Stated goal: Copy out every one of the entries below word for word, with no line changed or left out.

Supplied data:

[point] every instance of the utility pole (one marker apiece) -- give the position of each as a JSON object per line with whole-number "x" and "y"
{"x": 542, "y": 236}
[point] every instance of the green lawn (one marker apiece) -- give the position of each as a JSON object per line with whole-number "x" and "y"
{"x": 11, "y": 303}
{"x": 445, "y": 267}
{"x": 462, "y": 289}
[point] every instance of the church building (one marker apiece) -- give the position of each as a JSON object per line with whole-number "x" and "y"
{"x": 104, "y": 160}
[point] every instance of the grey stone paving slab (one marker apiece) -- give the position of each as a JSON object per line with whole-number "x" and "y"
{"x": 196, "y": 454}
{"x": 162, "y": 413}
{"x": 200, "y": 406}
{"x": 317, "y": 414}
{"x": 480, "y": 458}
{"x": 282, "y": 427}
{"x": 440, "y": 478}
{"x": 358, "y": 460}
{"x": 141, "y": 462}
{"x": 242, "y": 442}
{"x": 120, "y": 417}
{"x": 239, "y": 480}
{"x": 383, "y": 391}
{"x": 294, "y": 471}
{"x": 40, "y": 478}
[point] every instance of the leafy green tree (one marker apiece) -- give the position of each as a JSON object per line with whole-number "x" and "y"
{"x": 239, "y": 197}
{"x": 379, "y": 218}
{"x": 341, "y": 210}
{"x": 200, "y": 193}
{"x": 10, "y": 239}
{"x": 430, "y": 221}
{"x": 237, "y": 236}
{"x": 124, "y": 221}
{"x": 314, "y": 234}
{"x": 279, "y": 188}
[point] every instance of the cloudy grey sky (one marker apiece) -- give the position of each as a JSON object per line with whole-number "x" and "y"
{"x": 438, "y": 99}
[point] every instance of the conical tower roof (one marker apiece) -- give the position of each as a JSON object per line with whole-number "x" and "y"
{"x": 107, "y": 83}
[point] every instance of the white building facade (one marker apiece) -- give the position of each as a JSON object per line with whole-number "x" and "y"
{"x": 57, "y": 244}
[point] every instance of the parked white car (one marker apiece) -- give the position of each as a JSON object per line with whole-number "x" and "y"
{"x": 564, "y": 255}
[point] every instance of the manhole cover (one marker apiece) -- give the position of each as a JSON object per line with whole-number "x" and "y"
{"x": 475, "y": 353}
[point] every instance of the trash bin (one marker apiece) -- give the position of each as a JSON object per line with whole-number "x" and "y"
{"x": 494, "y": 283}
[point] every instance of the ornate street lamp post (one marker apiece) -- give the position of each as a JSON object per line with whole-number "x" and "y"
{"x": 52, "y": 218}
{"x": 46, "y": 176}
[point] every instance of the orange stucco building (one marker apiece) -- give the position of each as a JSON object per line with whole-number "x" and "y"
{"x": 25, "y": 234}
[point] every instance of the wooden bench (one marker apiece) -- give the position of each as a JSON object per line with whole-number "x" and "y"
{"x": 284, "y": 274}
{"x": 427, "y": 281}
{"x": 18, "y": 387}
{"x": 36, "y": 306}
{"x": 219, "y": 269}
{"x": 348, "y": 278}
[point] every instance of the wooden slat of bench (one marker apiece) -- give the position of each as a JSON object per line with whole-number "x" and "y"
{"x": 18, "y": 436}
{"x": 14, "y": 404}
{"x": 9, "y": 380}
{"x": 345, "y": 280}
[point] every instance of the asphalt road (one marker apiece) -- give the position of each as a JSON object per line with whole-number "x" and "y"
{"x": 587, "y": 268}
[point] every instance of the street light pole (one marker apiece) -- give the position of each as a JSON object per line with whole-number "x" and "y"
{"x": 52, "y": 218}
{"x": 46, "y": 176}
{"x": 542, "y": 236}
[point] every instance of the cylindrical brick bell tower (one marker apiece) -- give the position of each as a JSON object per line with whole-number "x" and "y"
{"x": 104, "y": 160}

Answer to the task:
[point] every instance of the utility pole (one marker apiece) -- give the position of each as a JSON object per line with whole-number "x" and "y"
{"x": 542, "y": 236}
[point] every instance of the green lawn (one marker apiece) -- give the position of each as a JSON object per line with whole-number "x" and "y"
{"x": 11, "y": 303}
{"x": 445, "y": 267}
{"x": 462, "y": 289}
[point] every instance of the church building (one marker apiece) -- give the position of each as a JSON object per line with whole-number "x" and "y"
{"x": 104, "y": 160}
[point] every instance of the grey stone paving slab (one marker apiece) -- give the position of each as a JSON object per line with whole-number "x" and "y"
{"x": 196, "y": 454}
{"x": 162, "y": 413}
{"x": 200, "y": 406}
{"x": 317, "y": 414}
{"x": 480, "y": 458}
{"x": 282, "y": 427}
{"x": 440, "y": 478}
{"x": 358, "y": 460}
{"x": 141, "y": 462}
{"x": 242, "y": 442}
{"x": 120, "y": 417}
{"x": 239, "y": 480}
{"x": 383, "y": 391}
{"x": 294, "y": 471}
{"x": 40, "y": 478}
[point] every instance of the leafy green tree (one marker apiece) -- give the position of each as a JSON object per line with whole-number "x" and "y"
{"x": 239, "y": 197}
{"x": 379, "y": 218}
{"x": 341, "y": 210}
{"x": 200, "y": 193}
{"x": 10, "y": 239}
{"x": 430, "y": 221}
{"x": 237, "y": 236}
{"x": 124, "y": 221}
{"x": 314, "y": 234}
{"x": 279, "y": 188}
[point] every instance of the cloudy grey sky (one marker apiece) -- give the position of each as a JSON object per line with whole-number "x" and "y"
{"x": 438, "y": 99}
[point] every instance of the conical tower roof (one marker apiece) -- give the position of each as a JSON object per line with whole-number "x" and "y"
{"x": 107, "y": 83}
[point] every instance of the white building facade (one marker apiece) -- give the position of each as a JSON object per line with whole-number "x" and "y"
{"x": 57, "y": 244}
[point] every instance of the parked white car (one marker apiece) -- give the position of each as a JSON object per line with whole-number "x" and "y"
{"x": 564, "y": 255}
[point] every instance of the manhole cover (one marker apiece) -- give the position of each as a JSON object per line with whole-number "x" and "y"
{"x": 475, "y": 353}
[point] every instance of the trash bin (one marker apiece) -- give the position of each as a JSON object per line with whole-number "x" and "y"
{"x": 494, "y": 283}
[point] every instance of the ornate street lamp post (one marker apiece) -- give the position of each as a JSON object per line with whole-number "x" and "y"
{"x": 52, "y": 218}
{"x": 46, "y": 176}
[point] every instance of the orange stucco building (one marker apiece) -- give the position of each as a JSON object per line with whole-number "x" and "y"
{"x": 25, "y": 234}
[point] every instance of the wooden bench (one marker apiece) -- give the position of each as a JSON object per line with whole-number "x" and "y"
{"x": 284, "y": 274}
{"x": 427, "y": 281}
{"x": 18, "y": 387}
{"x": 36, "y": 306}
{"x": 219, "y": 269}
{"x": 348, "y": 278}
[point] every instance of the wooden slat of bench (one marker apiece) -- give the position of each as a JSON object per line with whole-number "x" and "y"
{"x": 18, "y": 436}
{"x": 14, "y": 404}
{"x": 9, "y": 380}
{"x": 345, "y": 280}
[point] every instance of the asphalt road (one marker apiece) -- give the position of each as a JSON object per line with whole-number "x" and "y"
{"x": 587, "y": 268}
[point] every instance of the street light pole (one marker apiece) -- give the position of each as a JSON object per line with whole-number "x" and "y"
{"x": 52, "y": 218}
{"x": 46, "y": 176}
{"x": 542, "y": 236}
[point] every instance of the cylindrical brick bell tower (one marker apiece) -- give the position of each as a JSON object per line with whole-number "x" and "y"
{"x": 104, "y": 160}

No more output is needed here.